- Exercise goal
Take the line containing "TARGET = conifer tree" and all lines after it, through the end of the material, and repeat them exactly, pictures left out.

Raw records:

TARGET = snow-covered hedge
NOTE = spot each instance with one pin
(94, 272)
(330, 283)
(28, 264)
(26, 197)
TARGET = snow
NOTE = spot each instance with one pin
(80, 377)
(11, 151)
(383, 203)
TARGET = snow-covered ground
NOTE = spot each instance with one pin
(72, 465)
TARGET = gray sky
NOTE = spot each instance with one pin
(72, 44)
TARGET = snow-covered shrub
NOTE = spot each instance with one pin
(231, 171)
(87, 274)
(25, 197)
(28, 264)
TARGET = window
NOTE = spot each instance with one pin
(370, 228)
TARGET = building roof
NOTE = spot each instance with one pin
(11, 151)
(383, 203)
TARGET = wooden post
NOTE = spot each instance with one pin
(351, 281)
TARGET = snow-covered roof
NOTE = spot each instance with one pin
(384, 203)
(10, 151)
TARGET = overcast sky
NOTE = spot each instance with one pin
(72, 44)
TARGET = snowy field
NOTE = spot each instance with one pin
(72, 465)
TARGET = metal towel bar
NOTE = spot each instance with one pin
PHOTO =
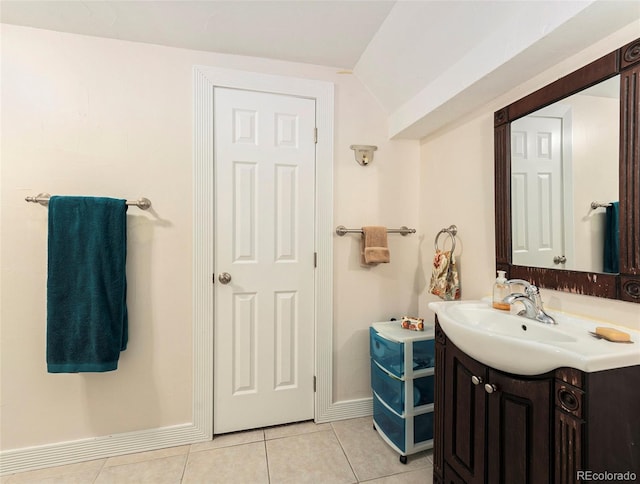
(342, 230)
(43, 199)
(595, 205)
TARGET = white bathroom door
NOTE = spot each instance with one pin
(537, 199)
(264, 233)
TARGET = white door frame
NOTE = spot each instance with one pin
(205, 79)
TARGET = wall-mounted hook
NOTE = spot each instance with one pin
(364, 153)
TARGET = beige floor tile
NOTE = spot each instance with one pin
(72, 473)
(142, 456)
(294, 429)
(369, 455)
(228, 440)
(314, 457)
(420, 476)
(242, 464)
(82, 477)
(166, 470)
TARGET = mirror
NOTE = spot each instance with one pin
(557, 150)
(563, 158)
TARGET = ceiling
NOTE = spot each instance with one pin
(425, 61)
(331, 33)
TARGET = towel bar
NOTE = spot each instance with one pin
(595, 205)
(342, 230)
(43, 199)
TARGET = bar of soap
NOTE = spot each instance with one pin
(611, 334)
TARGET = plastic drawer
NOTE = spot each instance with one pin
(388, 388)
(423, 427)
(389, 423)
(424, 354)
(391, 389)
(389, 354)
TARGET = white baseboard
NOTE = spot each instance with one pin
(71, 452)
(346, 409)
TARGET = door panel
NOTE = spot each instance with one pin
(518, 434)
(464, 423)
(537, 194)
(264, 232)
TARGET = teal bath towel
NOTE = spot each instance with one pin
(87, 322)
(612, 240)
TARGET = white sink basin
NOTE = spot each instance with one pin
(522, 346)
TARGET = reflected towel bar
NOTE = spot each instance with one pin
(595, 205)
(43, 199)
(342, 230)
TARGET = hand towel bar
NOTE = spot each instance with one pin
(43, 199)
(342, 230)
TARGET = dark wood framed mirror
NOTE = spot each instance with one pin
(624, 284)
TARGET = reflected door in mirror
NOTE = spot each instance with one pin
(537, 192)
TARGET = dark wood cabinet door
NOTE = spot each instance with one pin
(464, 415)
(519, 430)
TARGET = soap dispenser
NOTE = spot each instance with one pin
(501, 290)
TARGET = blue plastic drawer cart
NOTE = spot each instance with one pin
(402, 380)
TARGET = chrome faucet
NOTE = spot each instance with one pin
(531, 300)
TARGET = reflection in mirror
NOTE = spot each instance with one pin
(590, 267)
(563, 158)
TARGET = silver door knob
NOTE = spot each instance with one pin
(490, 388)
(476, 380)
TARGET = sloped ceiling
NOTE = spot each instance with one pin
(427, 62)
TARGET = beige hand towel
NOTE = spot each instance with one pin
(444, 276)
(374, 245)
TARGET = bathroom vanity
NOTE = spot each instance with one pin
(492, 426)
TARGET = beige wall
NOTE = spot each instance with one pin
(457, 187)
(90, 116)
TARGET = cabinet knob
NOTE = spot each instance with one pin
(490, 388)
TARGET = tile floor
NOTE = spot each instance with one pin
(347, 451)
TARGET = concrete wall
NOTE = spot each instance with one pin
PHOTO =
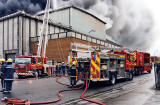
(58, 49)
(79, 21)
(8, 36)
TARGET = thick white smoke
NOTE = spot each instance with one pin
(130, 23)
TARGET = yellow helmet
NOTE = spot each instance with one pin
(74, 63)
(9, 60)
(2, 60)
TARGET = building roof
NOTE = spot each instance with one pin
(22, 13)
(80, 9)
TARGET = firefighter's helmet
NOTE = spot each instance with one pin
(2, 60)
(74, 63)
(10, 60)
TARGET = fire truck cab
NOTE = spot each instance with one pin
(29, 66)
(104, 67)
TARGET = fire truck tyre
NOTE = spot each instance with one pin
(19, 76)
(39, 72)
(130, 76)
(112, 79)
(36, 74)
(140, 72)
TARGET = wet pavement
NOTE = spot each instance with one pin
(140, 91)
(144, 94)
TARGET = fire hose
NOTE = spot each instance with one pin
(26, 102)
(89, 100)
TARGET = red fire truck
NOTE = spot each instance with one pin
(31, 66)
(129, 59)
(101, 66)
(147, 62)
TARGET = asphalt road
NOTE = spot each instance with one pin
(46, 89)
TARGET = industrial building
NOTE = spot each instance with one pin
(19, 33)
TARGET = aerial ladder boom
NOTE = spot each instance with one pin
(43, 40)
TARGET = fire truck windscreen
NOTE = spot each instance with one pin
(23, 60)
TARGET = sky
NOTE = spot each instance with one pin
(131, 23)
(154, 7)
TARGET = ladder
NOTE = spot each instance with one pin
(43, 39)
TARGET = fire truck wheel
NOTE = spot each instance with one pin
(36, 74)
(130, 76)
(112, 79)
(19, 76)
(39, 72)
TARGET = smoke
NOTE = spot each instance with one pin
(129, 22)
(29, 6)
(133, 26)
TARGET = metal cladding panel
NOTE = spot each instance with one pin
(5, 35)
(51, 28)
(61, 17)
(26, 36)
(39, 28)
(15, 46)
(85, 23)
(1, 39)
(33, 28)
(20, 28)
(10, 34)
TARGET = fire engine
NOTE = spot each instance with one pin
(30, 66)
(102, 66)
(137, 61)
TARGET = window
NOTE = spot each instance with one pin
(39, 60)
(128, 57)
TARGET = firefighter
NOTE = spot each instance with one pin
(73, 75)
(67, 67)
(57, 70)
(2, 62)
(8, 71)
(63, 68)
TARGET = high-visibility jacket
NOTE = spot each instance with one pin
(73, 72)
(8, 71)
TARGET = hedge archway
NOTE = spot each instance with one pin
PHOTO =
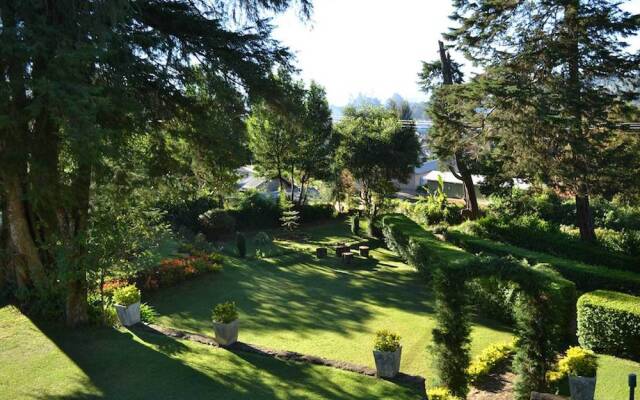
(543, 314)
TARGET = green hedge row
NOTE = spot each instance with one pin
(609, 323)
(416, 246)
(586, 277)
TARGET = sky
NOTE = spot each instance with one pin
(370, 47)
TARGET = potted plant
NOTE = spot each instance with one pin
(577, 369)
(386, 353)
(127, 303)
(225, 323)
(581, 366)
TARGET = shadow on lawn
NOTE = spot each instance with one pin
(120, 367)
(296, 292)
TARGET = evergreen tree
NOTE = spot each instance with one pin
(376, 149)
(557, 71)
(80, 80)
(290, 218)
(453, 111)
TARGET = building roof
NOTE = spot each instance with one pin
(448, 177)
(426, 167)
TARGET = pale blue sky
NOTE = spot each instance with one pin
(373, 47)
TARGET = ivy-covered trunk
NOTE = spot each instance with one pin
(585, 220)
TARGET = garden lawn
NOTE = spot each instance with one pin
(38, 362)
(319, 307)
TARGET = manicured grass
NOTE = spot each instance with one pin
(319, 307)
(38, 362)
(612, 377)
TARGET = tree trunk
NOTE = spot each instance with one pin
(470, 198)
(462, 172)
(585, 218)
(27, 263)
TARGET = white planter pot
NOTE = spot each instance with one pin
(387, 362)
(226, 334)
(128, 315)
(582, 388)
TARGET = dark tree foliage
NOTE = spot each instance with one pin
(80, 80)
(453, 108)
(560, 75)
(376, 149)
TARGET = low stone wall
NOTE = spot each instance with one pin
(402, 378)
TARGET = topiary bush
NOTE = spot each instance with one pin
(241, 245)
(609, 323)
(489, 360)
(386, 341)
(126, 296)
(225, 313)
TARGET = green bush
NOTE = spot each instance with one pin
(576, 362)
(354, 224)
(386, 341)
(586, 277)
(609, 323)
(241, 245)
(440, 393)
(263, 244)
(537, 234)
(489, 360)
(148, 314)
(225, 313)
(216, 224)
(126, 295)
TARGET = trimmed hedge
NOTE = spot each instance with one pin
(418, 247)
(586, 277)
(609, 323)
(539, 235)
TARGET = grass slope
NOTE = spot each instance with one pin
(296, 302)
(52, 363)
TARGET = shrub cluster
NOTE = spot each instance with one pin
(537, 234)
(586, 277)
(225, 313)
(386, 341)
(489, 360)
(407, 239)
(440, 393)
(252, 210)
(609, 323)
(430, 211)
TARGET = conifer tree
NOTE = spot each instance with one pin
(558, 72)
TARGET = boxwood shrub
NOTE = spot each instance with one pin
(533, 233)
(609, 323)
(587, 277)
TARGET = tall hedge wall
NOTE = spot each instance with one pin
(586, 277)
(609, 323)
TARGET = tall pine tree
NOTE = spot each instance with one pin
(559, 71)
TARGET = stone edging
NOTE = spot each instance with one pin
(402, 378)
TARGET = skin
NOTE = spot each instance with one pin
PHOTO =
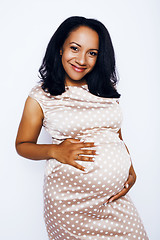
(79, 54)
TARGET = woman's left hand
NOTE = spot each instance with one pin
(127, 186)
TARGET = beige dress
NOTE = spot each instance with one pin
(74, 200)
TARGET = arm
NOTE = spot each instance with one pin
(130, 181)
(28, 132)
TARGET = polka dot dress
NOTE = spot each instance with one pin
(74, 200)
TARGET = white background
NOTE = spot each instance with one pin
(25, 29)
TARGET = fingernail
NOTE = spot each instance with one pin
(105, 204)
(96, 144)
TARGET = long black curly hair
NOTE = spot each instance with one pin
(101, 80)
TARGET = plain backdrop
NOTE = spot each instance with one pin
(26, 26)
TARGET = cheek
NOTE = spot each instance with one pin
(92, 62)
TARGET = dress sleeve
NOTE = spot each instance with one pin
(37, 94)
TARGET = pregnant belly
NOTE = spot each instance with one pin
(110, 170)
(104, 177)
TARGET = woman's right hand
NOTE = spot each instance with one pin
(71, 150)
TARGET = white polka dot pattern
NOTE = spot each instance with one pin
(73, 200)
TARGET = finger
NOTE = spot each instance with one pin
(76, 165)
(118, 195)
(83, 158)
(89, 144)
(87, 152)
(130, 181)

- Written solution
TARGET = conifer tree
NOTE = spot each instance with one pin
(558, 72)
TARGET = boxwood shrub
NOTE = spot each instance with one pin
(533, 233)
(609, 323)
(587, 277)
TARGET = tall hedge wall
NOTE = spot each instance with one pin
(586, 277)
(609, 323)
TARGET = tall pine tree
NOTE = spot each instance with one pin
(559, 71)
TARGET = stone edging
NOTE = spot each instance with one pin
(402, 378)
TARGET = skin
NOTE = spot each instance with one pin
PHOTO =
(79, 54)
TARGET = woman's left hand
NOTE = spot each instance with one pin
(127, 186)
TARGET = beige dress
NOTE = spot each instance with one pin
(74, 200)
TARGET = arm
NOTE = spot each instance with one pin
(130, 181)
(28, 132)
TARGET = polka dot dress
NOTE = spot each instance with one pin
(74, 200)
TARGET = white background
NOTE = spot each instance with one pin
(25, 29)
TARGET = fingernail
NOTE = spot each instance with one pin
(105, 204)
(96, 144)
TARGET = long black curly hair
NOTE = spot each instance with one pin
(101, 80)
TARGET = plain backdrop
NOTE = spot each instance with one pin
(26, 26)
TARGET = cheek
NOTE = spot each instance with one pin
(92, 62)
TARGET = dress sleeve
NOTE = spot each instance with one pin
(37, 94)
TARGET = pregnant belly
NOTE = spot each instance with one pin
(110, 170)
(104, 177)
TARGET = woman's right hand
NOTE = spot each instance with one pin
(71, 150)
TARGET = white polka dot pattern
NOTE = spot each instance with one pin
(73, 200)
TARGET = finger
NOTE = spot each instance with one pin
(76, 165)
(118, 195)
(83, 158)
(89, 144)
(87, 152)
(130, 181)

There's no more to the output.